SUPPLIED DATA:
────

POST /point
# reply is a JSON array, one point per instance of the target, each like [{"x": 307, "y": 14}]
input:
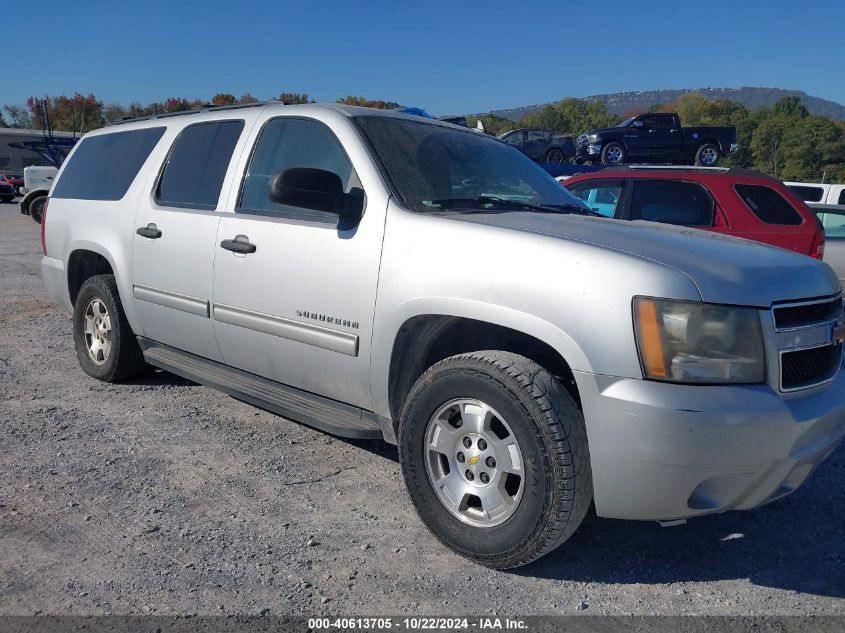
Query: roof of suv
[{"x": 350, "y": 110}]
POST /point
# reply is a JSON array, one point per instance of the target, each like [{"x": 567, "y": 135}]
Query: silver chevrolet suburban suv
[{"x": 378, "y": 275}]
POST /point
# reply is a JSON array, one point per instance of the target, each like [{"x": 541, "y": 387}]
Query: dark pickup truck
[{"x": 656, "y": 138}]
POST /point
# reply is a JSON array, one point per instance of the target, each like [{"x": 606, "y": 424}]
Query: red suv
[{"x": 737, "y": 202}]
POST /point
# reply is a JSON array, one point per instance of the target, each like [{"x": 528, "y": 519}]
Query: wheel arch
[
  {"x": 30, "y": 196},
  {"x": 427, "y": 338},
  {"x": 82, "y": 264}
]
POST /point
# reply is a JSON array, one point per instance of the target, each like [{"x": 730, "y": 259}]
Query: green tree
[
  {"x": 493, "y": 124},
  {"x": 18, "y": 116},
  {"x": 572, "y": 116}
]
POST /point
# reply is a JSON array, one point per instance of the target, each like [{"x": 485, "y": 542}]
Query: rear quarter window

────

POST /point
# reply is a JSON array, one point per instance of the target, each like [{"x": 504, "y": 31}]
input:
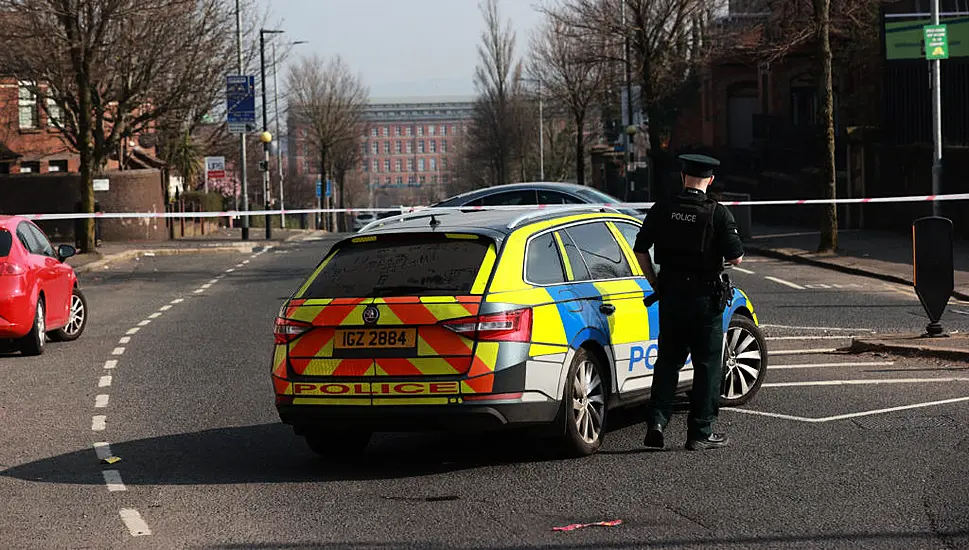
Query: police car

────

TRY IT:
Look above for the line with "Query: wheel arch"; retype exactly that line, every line after it up to the line with "Query: rear quarter window", and that line too, nothing else.

REPLY TO THE EXERCISE:
Query: wheel arch
[
  {"x": 30, "y": 196},
  {"x": 427, "y": 338},
  {"x": 82, "y": 264}
]
POST /point
# reply is a JSON array, one point per instance of the target, each like [{"x": 730, "y": 259}]
Query: green tree
[
  {"x": 493, "y": 124},
  {"x": 18, "y": 116},
  {"x": 572, "y": 116}
]
POST /point
# reply is a JSON array, one point per instance of the target, each like [{"x": 485, "y": 542}]
Query: rear quarter window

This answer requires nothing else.